▸ WORK TO DO:
**1)** Say whether each statement agrees with the pension tax relief discussion, answering yes or no and quoting the text's deciding words. (a) The example income is €100,000 a year. (b) Surplus AVC tax relief can be carried back to earlier years. (c) The person asking about the marginal rate knows where to find that information.
**2)** Pick up the pension tax relief discussion after its last line and keep writing it.

▸ TEXT PROVIDED:
※ ※ ※
Some figures might help.
But if you contribute more than your age related pension tax relief limit in a year then you simply don't get any tax relief on the excess.
From what I gathered if, for example, I'm between 30 and 39 years old my tax relief is of 20%, and if I earn €100,000 a year, my relief would be €20,000. Any AVC above those €20,000 would be charged.

Question is, given this example, what taxes am I going to be charged?
 
You will get tax relief at your marginal rate up to your maximum age allowance each year. If you decide to pay a larger amount into your AVCs which is on excess of your age limit, you can carry the surplus AVC tax relief forward to future years.
What is my "marginal rate"? Income tax + PRSI + USC?

I'm not sure where to find that information.
 
From what I gathered if, for example, I'm between 30 and 39 years old my tax relief is of 20%
Yes.
and if I earn €100,000 a year, my relief would be €20,000.
※ ※ ※
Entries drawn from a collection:
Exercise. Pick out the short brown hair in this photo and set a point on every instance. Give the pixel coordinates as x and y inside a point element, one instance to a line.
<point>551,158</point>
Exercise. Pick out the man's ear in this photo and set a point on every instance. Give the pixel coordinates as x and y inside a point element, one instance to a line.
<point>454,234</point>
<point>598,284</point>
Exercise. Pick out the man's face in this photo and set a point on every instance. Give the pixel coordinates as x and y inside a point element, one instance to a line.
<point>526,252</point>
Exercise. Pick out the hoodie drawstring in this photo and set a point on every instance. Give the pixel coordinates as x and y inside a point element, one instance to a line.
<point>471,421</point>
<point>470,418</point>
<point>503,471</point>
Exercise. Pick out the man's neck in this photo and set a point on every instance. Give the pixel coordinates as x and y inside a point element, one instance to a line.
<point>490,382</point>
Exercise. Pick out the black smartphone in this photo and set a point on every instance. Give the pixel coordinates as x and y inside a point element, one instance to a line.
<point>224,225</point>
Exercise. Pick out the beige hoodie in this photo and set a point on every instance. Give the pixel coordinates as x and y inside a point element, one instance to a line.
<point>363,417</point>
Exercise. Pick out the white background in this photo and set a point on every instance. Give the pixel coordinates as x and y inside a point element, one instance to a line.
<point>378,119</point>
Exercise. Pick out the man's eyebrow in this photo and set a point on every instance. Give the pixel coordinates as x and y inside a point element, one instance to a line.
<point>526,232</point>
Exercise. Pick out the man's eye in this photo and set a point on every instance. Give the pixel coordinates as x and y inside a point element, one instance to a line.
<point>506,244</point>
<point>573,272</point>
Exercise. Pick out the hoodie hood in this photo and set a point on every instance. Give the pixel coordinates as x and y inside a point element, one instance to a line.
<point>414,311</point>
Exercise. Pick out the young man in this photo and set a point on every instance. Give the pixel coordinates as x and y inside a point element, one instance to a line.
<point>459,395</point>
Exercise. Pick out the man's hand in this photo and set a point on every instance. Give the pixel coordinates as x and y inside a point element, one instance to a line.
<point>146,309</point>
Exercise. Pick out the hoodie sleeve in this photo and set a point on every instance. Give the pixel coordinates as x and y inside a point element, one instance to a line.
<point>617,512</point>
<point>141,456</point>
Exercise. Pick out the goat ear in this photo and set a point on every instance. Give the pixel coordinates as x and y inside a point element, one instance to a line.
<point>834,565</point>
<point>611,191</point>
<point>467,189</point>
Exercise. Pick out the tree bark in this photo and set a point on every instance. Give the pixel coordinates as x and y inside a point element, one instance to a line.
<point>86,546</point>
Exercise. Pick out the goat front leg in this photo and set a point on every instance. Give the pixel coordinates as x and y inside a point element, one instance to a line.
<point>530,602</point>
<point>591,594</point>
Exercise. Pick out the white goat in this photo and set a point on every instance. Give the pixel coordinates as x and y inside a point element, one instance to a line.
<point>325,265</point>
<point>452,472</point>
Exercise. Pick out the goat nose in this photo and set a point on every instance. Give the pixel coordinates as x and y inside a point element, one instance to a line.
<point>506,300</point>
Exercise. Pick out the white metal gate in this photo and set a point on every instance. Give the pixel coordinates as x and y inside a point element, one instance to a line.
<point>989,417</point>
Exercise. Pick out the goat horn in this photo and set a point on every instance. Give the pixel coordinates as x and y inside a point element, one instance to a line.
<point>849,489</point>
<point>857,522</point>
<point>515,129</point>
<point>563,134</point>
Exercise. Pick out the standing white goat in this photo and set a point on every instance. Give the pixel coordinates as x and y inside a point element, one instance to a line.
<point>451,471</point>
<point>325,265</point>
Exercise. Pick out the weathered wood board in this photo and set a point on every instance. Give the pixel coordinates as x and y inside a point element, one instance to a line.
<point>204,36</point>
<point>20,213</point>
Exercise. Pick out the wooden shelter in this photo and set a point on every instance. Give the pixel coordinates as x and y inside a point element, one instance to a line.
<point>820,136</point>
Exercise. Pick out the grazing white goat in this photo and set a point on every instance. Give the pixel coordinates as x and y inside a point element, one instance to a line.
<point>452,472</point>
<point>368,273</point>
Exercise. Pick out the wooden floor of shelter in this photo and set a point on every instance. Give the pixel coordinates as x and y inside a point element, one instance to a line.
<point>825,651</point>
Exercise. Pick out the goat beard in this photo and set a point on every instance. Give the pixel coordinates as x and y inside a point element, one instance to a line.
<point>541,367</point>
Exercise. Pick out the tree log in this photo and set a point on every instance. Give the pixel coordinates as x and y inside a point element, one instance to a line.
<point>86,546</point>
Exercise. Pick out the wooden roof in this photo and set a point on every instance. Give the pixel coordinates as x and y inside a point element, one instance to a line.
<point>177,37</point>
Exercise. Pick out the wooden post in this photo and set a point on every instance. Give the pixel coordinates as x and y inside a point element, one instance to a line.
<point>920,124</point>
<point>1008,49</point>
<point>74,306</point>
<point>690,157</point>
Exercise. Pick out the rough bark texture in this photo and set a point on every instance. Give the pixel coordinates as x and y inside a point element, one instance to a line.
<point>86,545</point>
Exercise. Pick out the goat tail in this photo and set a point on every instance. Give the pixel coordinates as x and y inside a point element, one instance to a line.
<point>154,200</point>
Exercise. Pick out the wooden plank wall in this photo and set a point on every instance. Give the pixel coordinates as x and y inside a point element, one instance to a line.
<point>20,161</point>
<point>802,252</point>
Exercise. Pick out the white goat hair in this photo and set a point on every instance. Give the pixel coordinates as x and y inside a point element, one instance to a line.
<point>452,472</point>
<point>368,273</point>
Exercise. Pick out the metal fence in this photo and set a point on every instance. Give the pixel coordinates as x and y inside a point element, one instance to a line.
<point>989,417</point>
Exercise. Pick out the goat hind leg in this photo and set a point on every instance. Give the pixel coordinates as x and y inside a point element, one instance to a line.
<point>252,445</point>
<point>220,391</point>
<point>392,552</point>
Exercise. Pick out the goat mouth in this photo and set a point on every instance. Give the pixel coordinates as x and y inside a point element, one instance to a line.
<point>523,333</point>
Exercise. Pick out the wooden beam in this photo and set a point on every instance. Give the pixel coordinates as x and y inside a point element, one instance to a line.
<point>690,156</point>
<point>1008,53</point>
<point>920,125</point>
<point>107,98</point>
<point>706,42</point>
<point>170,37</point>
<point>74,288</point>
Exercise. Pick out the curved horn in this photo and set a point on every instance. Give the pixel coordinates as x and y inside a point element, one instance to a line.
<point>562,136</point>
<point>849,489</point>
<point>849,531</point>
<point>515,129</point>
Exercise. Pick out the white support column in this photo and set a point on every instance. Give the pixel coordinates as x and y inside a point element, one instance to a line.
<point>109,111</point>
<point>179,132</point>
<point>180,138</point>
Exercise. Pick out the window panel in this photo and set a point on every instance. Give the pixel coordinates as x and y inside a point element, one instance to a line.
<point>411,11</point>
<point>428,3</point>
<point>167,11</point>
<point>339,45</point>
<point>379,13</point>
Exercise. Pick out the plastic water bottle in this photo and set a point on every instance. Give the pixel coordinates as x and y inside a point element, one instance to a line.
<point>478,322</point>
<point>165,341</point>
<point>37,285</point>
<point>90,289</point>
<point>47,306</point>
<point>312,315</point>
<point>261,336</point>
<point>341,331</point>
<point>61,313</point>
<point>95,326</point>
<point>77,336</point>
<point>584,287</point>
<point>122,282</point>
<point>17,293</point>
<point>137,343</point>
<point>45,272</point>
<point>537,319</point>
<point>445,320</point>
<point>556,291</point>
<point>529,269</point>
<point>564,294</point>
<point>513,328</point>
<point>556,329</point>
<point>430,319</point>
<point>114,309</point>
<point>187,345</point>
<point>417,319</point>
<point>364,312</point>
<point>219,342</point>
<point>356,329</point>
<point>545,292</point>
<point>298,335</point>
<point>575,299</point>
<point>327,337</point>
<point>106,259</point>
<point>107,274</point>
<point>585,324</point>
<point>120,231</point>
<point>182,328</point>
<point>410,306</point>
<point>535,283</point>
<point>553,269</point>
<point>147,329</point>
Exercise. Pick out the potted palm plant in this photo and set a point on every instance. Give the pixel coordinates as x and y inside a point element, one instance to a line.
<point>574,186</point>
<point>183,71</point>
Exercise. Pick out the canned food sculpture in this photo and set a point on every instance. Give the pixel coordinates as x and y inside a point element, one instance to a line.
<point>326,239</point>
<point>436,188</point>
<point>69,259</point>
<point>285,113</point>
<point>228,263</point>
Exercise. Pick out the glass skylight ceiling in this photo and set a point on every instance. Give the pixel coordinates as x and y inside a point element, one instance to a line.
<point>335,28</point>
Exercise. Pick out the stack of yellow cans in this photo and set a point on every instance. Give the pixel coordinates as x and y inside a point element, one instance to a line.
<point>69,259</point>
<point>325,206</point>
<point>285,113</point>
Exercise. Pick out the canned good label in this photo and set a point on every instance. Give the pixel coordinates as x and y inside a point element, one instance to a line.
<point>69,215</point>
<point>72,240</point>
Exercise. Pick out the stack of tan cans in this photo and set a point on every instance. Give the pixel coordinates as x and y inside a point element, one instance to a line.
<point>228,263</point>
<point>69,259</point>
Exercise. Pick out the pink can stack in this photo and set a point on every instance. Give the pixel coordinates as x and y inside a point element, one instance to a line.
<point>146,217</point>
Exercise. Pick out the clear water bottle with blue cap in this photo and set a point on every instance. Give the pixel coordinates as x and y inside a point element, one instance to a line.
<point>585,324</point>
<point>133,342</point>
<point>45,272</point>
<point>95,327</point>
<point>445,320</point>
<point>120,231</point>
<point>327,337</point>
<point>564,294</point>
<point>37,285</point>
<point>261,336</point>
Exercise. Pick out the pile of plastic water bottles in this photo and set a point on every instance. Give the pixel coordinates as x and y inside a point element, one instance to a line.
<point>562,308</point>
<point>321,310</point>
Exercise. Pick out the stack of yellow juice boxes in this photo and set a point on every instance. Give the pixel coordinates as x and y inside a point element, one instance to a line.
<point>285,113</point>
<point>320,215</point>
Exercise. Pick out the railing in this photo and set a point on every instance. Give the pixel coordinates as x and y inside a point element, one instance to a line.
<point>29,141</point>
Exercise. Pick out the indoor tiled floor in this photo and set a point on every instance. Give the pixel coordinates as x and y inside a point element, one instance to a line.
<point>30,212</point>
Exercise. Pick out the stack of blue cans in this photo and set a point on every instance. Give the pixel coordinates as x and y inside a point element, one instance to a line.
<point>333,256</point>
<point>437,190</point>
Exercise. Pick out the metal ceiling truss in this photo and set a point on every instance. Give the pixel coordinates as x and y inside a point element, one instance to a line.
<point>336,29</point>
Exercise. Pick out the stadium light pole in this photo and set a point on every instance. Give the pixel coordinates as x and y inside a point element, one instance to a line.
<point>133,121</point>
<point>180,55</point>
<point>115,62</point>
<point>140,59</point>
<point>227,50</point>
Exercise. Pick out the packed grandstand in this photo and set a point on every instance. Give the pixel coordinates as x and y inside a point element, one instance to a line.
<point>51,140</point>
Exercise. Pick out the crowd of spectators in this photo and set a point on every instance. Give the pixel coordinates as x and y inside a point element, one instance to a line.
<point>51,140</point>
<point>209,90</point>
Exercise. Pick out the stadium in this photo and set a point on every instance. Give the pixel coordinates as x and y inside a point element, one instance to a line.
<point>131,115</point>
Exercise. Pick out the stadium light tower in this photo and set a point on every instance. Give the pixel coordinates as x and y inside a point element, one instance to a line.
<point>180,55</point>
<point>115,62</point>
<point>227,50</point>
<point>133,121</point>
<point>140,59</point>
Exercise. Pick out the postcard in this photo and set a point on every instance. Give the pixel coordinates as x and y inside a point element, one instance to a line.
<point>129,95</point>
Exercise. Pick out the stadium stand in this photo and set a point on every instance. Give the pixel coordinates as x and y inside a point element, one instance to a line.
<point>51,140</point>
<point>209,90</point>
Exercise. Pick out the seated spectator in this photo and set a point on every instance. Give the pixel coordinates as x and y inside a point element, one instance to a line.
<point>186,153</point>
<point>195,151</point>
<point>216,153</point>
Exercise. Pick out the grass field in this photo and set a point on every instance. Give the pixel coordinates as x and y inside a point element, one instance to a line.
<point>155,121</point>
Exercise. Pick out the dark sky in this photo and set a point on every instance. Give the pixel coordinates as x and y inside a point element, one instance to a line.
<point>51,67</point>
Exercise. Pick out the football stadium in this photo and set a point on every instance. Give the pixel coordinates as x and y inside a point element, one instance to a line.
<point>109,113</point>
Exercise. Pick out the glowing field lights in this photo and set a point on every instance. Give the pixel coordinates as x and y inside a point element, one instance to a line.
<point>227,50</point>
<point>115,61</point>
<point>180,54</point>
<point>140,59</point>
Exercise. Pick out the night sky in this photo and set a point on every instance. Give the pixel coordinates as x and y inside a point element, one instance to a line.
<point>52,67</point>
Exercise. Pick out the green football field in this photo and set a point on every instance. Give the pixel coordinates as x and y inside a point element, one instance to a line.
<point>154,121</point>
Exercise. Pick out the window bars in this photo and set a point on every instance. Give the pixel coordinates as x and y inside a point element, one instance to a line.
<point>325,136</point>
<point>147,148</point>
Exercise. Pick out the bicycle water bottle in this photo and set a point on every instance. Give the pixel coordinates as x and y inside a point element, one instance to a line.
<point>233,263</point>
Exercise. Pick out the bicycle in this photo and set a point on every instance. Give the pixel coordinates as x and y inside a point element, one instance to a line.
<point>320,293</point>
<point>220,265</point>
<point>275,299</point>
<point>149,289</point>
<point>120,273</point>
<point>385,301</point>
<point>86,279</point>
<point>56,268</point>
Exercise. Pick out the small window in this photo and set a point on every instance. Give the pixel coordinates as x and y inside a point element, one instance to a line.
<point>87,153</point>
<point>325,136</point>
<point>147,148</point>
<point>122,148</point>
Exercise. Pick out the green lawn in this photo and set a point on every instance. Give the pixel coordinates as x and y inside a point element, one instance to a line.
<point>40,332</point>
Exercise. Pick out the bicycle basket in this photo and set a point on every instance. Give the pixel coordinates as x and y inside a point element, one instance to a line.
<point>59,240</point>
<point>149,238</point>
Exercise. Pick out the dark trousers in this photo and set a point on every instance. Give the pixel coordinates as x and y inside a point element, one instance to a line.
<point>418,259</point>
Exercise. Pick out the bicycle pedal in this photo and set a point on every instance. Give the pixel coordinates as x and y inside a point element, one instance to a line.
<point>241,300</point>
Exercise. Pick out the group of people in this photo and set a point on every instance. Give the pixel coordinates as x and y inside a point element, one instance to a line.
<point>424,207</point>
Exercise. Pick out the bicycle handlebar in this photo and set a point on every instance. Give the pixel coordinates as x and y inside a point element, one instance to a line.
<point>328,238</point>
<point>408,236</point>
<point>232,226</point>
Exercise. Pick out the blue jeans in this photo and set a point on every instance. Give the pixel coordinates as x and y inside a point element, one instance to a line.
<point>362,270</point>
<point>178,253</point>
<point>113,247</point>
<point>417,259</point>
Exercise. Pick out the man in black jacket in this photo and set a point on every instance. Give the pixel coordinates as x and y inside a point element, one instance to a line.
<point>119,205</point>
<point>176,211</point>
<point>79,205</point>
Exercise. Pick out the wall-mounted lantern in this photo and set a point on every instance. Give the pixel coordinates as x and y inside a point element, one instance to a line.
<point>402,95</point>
※ ※ ※
▸ TASK-BY-TASK ANSWERS:
**1)**
(a) Yes: "if I earn €100,000 a year"
(b) No: "you can carry the surplus AVC tax relief forward to future years"
(c) No: "I'm not sure where to find that information."

**2)**
This is not strictly correct - your relief is not €20K.
You get full tax relief on the €20K.
So, if you were otherwise paying 40% of €20K = €8K in income tax then if you contribute €20K to your pension you get that €8K relieved.
In effect, the €20K contribution has cost you €12K.
Any AVC above those €20,000 would be charged.
Yes.
Question is, given this example, what taxes am I going to be charged?
If you contribute, say, €25K then you will still pay 40% tax on the €5K over your age related limit.
 
Marginal tax is the rate you pay on your topmost income. Either 20% or 40%.
If your total earnings are for instance 5000 euro above your 20% tax band you have marginal earnings of 5000 euro taxed at 40%.

So in this example if you made AVCs of 7k . You would get relief at 40% on 5k and 20% on 2k.

After paying your AVCs you effectively then have a marginal tax rate of 20%.
 
Marginal tax is the rate you pay on your topmost income. Either 20% or 40%.
If your total earnings are for instance 5000 euro above your 20% tax band you have marginal earnings of 5000 euro taxed at 40%.

So in this example if you made AVCs of 7k . You would get relief at 40% on 5k and 20% on 2k.

After paying your AVCs you effectively then have a marginal tax rate of 20%.
Great! Makes sense! Thanks for the help!
 
Marginal tax is the rate you pay on your topmost income. Either 20% or 40%.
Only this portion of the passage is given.